STATED TASK 1:
Copy the records from their start through the line containing "[[[542,98],[553,383],[578,383],[578,80],[544,81]]]", both ends included, keeping each line unchanged and leaving the pictures out of your answer.

PASSAGE PROVIDED:
__________

Housing Needs More Freedom, Innovation, Not More Loans

This post is based upon remarks I made in a panel discussion yesterday, a blogger luncheon on Housing & Opportunity hosted by Housing Opportunities Made Equal. — JAB

Housing policy is badly flawed, the artifact of the-Post World War II era of boundless geographic expansion of our metropolitan regions. Here in Virginia, we must thoroughly re-think our approach to housing as embedded in our zoning policies and comprehensive plans. We need to place less emphasis on expanding the housing stock and making it “affordable” by traditional means (like borrowing more) and put more emphasis on making it affordable by reconfiguring the existing housing stock to meet changing market needs.

The era of mass OverConsumption is over. Bipartisan policy in Washington, D.C., pushed home ownership for more than 60 years: tax deductions on mortgage loans, Fannie and Freddie, the Community Reinvestment Act, the lowering of lending standards and the relentless expansion of credit. The 2000s housing boom was the logical result, and the 2007 crash the inevitable consequence. Consumers are still digging out from under the debt. Households no longer harbor the illusion that home ownership is a sure pathway to wealth accumulation. Chastened lenders have tightened lending standards. There is no going back to the way things were. We have entered a new era for housing.

Consumer demand for housing is undergoing an epochal shift. Baby Boomers are retiring, and most of them haven’t saved enough money to retire comfortably. Many would trade down to smaller houses if they could, but personal market conditions aren’t terribly obliging. One thing we can say for sure, the Boomers, who drove the housing mania for bigger houses, larger lots and vacation homes, are spent as a force for continued expansion of the housing market.

The Millennial Generation (the under 30 crowd) has a very different attitude towards home ownership than their parents. They don’t buy into the American Dream of living in a Single Family Dwelling on a large lot, spending half their spare time maintaining the house and yard, and the other half commuting long distances to work. They value freedom and flexibility. Even if they wanted to buy houses, most of them couldn’t. This generation is weighed down by $1 trillion in student debt.

We’re seeing an increase in demand for multi-generational housing. Boomerang kids are living with their parents longer than anyone expected. And, often, grandpa and grandma are moving in with their Boomer children. One way to cope with hard economic times is to economize on living space, for more people to live under roof together. Perhaps that togetherness will diminish when the economy improves — assuming that it does improve, which can’t be taken for granted — and 20-somethings move out to live on their own. But the trend toward multi-generational living as a means for caring for aging seniors is only likely to increase.

__________

SUPPLIED DATA:
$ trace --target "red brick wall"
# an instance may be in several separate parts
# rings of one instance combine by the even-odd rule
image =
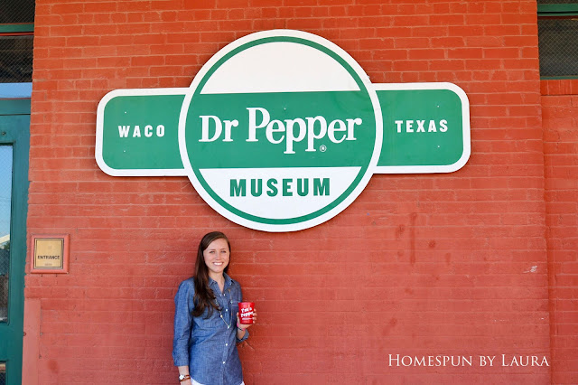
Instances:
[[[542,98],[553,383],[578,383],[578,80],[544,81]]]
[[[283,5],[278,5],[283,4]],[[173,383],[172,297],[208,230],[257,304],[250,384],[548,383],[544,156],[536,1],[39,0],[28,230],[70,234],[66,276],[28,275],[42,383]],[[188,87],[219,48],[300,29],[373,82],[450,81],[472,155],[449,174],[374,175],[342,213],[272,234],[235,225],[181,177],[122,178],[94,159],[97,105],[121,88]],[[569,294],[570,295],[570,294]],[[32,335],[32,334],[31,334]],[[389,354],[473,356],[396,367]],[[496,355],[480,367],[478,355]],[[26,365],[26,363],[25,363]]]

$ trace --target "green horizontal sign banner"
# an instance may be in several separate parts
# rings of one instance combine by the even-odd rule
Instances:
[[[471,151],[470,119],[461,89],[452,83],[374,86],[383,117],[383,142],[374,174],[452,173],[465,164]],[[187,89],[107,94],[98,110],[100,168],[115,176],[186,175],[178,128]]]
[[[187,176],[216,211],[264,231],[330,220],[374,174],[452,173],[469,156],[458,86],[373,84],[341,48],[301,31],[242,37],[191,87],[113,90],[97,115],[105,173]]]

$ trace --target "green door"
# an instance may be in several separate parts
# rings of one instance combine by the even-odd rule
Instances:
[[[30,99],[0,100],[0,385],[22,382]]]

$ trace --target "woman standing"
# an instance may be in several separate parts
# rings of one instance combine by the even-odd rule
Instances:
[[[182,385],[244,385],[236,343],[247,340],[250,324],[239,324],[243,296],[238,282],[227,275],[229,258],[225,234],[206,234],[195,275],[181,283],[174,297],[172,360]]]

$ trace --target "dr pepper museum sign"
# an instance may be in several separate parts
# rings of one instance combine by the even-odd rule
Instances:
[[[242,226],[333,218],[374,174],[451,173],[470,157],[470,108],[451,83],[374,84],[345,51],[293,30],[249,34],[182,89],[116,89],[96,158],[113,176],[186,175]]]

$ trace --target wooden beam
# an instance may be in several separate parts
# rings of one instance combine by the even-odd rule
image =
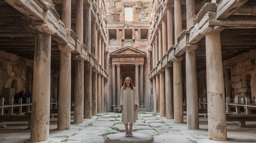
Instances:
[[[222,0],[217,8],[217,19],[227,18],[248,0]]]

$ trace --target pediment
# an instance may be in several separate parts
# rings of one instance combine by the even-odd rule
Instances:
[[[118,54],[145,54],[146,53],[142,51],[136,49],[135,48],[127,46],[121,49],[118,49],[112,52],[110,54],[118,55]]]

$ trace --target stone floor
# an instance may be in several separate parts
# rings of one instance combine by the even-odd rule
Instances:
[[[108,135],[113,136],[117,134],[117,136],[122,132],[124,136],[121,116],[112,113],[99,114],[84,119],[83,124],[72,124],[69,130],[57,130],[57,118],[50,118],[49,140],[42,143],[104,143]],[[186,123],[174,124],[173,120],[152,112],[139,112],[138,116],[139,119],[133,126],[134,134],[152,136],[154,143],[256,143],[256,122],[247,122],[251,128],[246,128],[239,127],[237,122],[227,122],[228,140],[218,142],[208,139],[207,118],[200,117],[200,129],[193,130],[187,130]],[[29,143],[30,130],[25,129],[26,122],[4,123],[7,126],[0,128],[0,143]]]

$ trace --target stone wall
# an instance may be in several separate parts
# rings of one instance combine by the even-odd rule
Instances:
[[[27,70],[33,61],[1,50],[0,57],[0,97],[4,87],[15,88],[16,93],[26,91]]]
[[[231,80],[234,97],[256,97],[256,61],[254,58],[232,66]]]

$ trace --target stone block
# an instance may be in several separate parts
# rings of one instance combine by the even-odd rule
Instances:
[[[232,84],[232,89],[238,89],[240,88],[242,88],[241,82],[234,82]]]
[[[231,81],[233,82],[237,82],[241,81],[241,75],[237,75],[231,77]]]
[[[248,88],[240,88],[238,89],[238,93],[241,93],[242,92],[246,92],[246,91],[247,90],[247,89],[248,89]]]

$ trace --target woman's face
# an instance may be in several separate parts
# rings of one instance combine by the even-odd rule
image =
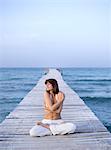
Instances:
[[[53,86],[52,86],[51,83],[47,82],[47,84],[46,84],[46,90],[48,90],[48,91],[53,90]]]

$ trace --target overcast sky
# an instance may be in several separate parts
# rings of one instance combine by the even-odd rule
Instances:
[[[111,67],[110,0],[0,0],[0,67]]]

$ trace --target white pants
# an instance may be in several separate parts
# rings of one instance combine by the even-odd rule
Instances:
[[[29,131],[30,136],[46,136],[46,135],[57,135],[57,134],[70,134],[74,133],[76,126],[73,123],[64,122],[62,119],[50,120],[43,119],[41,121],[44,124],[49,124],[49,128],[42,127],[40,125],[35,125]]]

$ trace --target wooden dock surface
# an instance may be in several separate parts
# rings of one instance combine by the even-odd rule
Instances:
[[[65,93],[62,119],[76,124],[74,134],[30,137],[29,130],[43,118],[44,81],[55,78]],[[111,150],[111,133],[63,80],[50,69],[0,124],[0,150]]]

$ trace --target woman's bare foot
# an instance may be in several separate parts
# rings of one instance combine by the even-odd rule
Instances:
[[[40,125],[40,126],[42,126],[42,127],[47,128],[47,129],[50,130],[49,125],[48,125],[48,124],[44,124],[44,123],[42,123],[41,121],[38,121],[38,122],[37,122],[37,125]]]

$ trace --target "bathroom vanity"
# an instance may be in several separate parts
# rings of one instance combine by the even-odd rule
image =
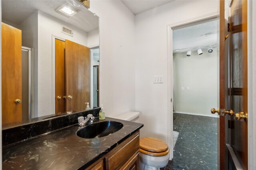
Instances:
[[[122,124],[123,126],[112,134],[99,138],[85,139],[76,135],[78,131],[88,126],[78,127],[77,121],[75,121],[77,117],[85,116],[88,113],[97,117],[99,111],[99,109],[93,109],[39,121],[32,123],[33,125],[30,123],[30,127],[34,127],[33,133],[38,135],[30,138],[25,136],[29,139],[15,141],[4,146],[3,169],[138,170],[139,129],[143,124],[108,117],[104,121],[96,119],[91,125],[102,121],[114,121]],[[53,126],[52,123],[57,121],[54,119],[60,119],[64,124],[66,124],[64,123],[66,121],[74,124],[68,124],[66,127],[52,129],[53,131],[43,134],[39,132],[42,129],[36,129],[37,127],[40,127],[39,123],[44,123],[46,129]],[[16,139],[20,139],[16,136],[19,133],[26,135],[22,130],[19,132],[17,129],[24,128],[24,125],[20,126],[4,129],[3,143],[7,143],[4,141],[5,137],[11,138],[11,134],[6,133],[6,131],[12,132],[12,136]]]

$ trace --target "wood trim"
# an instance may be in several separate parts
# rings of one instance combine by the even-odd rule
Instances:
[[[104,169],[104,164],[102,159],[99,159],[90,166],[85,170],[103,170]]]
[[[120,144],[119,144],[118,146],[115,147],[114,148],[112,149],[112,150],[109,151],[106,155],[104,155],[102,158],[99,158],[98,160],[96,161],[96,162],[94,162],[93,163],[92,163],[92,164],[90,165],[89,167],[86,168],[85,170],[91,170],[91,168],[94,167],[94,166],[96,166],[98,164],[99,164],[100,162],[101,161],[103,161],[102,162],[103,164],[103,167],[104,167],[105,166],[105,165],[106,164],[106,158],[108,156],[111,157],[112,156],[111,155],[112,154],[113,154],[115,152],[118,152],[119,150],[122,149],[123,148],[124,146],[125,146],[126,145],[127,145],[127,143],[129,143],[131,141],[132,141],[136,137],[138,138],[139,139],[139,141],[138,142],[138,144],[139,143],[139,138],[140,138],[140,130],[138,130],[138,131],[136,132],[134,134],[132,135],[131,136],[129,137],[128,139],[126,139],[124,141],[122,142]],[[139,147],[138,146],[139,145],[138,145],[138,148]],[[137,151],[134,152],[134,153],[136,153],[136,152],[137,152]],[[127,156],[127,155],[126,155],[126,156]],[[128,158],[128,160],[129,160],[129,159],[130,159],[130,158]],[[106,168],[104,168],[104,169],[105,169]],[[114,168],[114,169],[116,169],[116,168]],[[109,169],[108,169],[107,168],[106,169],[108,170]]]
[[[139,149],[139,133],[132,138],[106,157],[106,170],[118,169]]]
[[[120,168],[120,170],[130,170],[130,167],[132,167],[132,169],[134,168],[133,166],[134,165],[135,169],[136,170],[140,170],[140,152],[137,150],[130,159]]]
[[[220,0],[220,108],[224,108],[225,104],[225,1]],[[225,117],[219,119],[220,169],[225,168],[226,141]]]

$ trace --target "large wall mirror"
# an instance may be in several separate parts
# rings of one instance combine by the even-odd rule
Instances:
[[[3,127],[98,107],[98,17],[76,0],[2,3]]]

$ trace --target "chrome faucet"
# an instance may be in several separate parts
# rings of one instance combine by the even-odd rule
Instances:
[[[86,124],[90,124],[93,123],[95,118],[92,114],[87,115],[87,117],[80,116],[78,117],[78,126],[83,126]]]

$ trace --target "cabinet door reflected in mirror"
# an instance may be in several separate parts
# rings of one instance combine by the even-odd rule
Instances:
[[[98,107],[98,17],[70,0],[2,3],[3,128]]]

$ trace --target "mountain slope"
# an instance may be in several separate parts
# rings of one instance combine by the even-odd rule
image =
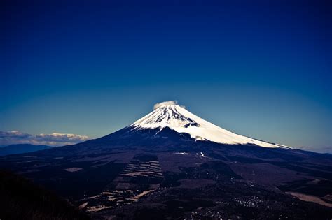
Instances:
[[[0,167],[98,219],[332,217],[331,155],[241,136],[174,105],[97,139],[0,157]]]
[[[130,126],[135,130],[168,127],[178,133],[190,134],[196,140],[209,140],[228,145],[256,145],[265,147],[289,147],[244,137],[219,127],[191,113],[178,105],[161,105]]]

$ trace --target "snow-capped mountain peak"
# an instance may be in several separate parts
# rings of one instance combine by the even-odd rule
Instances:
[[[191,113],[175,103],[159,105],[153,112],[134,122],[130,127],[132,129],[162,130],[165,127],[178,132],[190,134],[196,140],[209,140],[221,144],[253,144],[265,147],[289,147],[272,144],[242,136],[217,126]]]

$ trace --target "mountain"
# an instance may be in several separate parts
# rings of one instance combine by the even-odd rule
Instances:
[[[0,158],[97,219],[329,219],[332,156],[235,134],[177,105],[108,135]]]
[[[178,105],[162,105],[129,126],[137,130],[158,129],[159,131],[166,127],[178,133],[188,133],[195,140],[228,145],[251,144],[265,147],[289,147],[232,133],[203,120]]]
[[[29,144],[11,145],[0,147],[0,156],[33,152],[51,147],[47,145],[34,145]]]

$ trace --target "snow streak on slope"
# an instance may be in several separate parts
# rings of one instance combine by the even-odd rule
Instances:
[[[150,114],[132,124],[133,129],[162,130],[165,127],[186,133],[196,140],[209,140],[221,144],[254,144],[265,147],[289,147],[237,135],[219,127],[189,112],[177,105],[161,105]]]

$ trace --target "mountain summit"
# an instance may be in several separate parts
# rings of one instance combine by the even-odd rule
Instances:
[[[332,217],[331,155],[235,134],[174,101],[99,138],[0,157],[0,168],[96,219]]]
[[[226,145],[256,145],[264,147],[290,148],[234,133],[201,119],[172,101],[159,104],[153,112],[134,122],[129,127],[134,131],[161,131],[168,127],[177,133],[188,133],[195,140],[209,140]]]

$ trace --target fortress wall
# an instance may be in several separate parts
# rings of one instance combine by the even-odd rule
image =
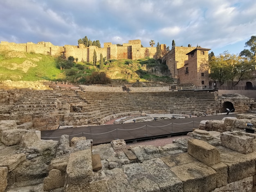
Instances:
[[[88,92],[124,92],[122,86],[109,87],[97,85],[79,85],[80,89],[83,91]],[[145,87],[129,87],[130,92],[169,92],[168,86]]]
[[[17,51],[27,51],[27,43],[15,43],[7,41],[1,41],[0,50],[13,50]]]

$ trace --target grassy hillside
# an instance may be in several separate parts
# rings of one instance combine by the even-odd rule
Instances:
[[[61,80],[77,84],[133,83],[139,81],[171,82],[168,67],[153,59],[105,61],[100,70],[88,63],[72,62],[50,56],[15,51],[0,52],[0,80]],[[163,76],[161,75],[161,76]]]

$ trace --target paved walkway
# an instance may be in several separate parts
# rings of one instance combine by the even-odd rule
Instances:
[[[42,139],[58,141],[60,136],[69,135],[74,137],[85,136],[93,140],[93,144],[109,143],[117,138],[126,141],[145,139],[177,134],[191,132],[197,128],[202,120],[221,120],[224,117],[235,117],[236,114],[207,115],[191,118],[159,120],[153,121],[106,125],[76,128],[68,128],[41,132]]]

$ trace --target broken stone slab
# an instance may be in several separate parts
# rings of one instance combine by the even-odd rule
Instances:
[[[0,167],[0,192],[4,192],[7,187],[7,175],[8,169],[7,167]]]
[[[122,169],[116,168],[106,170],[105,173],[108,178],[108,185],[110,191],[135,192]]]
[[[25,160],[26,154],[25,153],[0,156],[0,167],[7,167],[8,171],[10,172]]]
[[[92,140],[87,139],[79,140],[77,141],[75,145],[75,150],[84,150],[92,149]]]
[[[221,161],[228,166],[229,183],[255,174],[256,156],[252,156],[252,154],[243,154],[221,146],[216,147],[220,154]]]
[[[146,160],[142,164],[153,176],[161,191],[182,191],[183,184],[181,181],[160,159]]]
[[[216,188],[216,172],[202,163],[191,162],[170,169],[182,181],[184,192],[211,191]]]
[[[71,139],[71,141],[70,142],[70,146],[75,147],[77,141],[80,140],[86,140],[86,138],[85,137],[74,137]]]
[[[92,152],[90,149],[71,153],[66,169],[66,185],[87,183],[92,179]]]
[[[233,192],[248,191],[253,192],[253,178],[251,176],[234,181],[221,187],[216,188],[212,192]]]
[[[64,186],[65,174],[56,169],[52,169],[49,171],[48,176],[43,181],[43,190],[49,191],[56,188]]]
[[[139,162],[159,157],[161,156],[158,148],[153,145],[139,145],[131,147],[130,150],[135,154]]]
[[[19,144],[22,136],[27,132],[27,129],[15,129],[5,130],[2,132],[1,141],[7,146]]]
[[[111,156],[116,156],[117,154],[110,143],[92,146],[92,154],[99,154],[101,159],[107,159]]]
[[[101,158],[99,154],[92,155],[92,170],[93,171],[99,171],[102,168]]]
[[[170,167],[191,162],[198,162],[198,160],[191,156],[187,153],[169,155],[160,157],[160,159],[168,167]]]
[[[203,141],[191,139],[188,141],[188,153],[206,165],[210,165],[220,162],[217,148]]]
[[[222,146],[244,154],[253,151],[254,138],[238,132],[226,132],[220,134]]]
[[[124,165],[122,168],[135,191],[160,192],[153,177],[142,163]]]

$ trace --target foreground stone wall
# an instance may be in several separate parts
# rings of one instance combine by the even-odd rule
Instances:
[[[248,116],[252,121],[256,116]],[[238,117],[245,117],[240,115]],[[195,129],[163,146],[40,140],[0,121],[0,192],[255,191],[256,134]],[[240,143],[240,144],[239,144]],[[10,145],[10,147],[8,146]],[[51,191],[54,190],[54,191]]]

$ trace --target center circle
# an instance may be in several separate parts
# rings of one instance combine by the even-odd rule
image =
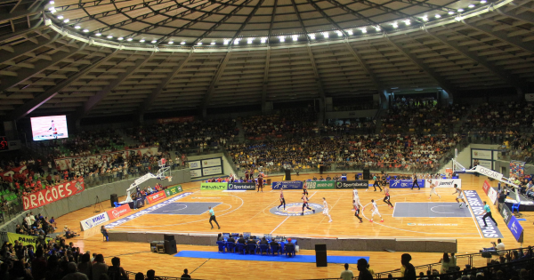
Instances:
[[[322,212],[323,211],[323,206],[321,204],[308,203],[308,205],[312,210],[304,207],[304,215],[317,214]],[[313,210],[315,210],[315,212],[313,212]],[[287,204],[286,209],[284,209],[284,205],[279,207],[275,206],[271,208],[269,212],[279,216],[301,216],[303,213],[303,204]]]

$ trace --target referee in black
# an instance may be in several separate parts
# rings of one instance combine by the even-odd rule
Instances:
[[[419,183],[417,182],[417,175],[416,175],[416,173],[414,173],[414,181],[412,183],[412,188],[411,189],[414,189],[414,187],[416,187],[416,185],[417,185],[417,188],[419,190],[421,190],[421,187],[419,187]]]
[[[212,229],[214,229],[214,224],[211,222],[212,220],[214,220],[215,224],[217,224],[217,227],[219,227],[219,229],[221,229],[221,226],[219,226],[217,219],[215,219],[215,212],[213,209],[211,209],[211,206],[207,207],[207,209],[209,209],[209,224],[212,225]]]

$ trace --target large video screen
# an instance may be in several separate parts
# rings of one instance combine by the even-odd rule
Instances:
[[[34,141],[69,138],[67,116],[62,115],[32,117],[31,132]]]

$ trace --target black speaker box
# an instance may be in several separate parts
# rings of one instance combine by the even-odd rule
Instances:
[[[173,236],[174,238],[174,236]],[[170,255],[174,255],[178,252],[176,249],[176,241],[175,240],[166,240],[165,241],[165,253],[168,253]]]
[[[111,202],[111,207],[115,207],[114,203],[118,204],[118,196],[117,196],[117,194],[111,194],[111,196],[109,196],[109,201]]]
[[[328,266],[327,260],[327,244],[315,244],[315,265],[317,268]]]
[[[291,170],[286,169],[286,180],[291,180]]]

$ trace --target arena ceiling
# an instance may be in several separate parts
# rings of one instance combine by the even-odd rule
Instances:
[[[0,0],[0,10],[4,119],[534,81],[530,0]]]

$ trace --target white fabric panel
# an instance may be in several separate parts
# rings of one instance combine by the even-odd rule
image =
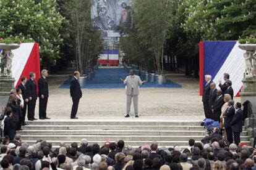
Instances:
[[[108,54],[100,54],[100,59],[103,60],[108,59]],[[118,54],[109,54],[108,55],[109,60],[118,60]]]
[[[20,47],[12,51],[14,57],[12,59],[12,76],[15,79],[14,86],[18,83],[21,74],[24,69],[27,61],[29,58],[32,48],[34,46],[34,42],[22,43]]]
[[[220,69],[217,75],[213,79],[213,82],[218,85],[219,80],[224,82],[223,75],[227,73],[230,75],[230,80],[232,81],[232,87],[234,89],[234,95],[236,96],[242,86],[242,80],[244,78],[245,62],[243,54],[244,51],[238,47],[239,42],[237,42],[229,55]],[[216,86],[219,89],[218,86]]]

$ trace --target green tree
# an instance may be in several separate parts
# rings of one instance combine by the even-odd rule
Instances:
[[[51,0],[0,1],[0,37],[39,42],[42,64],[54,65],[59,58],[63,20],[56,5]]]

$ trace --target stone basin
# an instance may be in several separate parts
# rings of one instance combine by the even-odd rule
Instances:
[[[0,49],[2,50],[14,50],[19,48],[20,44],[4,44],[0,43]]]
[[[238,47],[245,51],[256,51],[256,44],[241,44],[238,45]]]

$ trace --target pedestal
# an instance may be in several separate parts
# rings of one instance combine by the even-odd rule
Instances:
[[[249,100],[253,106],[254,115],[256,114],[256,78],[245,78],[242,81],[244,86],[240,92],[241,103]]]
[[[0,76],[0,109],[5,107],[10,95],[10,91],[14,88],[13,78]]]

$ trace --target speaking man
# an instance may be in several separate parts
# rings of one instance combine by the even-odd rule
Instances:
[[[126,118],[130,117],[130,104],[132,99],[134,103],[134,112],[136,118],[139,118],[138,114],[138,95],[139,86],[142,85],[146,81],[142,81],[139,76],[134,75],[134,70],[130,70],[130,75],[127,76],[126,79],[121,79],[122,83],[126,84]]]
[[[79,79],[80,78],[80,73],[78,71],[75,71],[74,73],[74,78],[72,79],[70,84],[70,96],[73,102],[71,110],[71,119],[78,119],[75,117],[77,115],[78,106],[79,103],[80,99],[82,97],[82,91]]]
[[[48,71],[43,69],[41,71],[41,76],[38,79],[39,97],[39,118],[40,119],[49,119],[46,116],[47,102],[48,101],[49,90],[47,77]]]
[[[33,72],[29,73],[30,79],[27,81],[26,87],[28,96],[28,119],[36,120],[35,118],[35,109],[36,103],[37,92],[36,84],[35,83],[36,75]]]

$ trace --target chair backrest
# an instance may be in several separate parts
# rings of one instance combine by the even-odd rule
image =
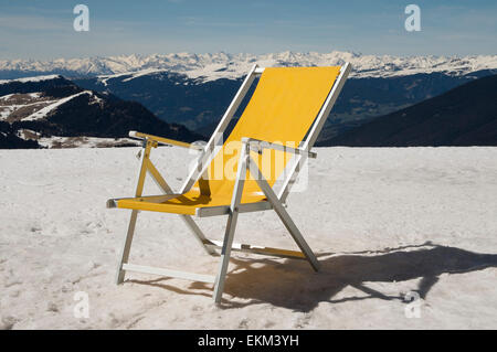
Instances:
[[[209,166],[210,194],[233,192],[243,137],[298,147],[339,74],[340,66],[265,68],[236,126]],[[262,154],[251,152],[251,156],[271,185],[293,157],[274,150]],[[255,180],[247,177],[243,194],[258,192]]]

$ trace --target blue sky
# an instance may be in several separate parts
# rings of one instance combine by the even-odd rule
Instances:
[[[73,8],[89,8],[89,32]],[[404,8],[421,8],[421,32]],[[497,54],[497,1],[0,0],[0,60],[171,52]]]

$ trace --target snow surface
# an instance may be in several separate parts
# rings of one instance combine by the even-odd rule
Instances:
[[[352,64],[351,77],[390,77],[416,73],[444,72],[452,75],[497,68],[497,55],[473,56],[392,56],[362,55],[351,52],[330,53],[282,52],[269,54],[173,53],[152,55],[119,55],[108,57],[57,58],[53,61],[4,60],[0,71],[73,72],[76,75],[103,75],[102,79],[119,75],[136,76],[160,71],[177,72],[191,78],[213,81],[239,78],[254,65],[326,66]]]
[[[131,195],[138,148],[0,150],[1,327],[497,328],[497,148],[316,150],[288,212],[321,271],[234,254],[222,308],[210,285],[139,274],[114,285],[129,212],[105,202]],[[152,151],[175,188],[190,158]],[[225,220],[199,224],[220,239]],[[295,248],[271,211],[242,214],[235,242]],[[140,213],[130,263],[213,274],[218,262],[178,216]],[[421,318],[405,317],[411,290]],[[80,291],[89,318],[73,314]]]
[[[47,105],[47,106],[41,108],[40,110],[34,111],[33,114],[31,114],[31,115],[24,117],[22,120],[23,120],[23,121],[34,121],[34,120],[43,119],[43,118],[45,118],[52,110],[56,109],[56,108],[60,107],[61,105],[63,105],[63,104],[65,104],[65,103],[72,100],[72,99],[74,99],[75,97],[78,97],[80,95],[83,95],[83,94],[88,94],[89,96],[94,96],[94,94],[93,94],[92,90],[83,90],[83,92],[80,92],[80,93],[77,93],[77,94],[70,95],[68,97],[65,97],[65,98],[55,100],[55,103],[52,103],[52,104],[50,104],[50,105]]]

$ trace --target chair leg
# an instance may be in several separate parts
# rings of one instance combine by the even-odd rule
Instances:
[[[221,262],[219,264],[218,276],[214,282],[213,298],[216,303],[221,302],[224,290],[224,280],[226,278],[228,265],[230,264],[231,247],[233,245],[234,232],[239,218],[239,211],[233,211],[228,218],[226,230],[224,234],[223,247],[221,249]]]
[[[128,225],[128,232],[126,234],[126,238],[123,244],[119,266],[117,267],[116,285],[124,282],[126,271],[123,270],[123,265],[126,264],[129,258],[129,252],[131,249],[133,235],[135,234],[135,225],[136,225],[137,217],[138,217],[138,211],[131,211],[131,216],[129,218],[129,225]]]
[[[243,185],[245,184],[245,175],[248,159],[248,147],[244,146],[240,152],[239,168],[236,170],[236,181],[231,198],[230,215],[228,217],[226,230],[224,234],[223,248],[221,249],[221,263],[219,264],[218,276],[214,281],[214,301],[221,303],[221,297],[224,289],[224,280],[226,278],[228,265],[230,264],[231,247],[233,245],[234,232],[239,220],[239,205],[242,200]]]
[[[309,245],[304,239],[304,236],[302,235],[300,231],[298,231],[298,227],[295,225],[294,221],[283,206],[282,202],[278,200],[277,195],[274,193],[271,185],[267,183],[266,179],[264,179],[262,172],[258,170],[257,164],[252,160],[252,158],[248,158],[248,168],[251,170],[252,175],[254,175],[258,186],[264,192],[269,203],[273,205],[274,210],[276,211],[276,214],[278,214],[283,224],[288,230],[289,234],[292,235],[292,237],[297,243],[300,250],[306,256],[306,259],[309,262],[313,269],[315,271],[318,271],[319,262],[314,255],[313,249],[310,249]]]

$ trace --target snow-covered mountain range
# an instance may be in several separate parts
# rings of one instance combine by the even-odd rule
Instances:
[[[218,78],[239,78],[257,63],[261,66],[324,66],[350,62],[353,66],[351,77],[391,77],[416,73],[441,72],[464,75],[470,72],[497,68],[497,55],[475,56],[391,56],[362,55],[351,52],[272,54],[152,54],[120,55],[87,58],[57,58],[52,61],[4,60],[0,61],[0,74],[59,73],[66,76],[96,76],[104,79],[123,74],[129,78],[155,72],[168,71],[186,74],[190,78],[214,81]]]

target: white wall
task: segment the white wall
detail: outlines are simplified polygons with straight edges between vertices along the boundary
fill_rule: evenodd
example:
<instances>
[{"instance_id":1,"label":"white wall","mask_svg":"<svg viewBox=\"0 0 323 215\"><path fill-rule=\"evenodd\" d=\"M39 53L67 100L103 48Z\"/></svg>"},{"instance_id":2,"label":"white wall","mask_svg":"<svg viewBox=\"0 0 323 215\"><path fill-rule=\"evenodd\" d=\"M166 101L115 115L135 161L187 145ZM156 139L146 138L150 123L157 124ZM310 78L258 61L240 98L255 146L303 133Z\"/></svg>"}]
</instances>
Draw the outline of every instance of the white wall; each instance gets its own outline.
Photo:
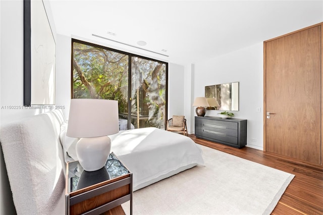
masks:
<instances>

__________

STATED TASK 2:
Using the housing post, decide whether each statement agrees with it, answering yes or no and quoting the deciding words: (a) the Millennial Generation carries $1 trillion in student debt; (b) most Baby Boomers have saved enough money to retire comfortably; (c) lenders have loosened lending standards.

EXERCISE ANSWER 1:
$ trace --target "red brick wall"
# an instance may be in several separate parts
# rings of one instance combine by the even-odd rule
image =
Instances:
[[[542,98],[553,383],[578,383],[578,80],[544,81]]]

EXERCISE ANSWER 2:
(a) Yes: "This generation is weighed down by $1 trillion in student debt."
(b) No: "most of them haven’t saved enough money to retire comfortably."
(c) No: "Chastened lenders have tightened lending standards."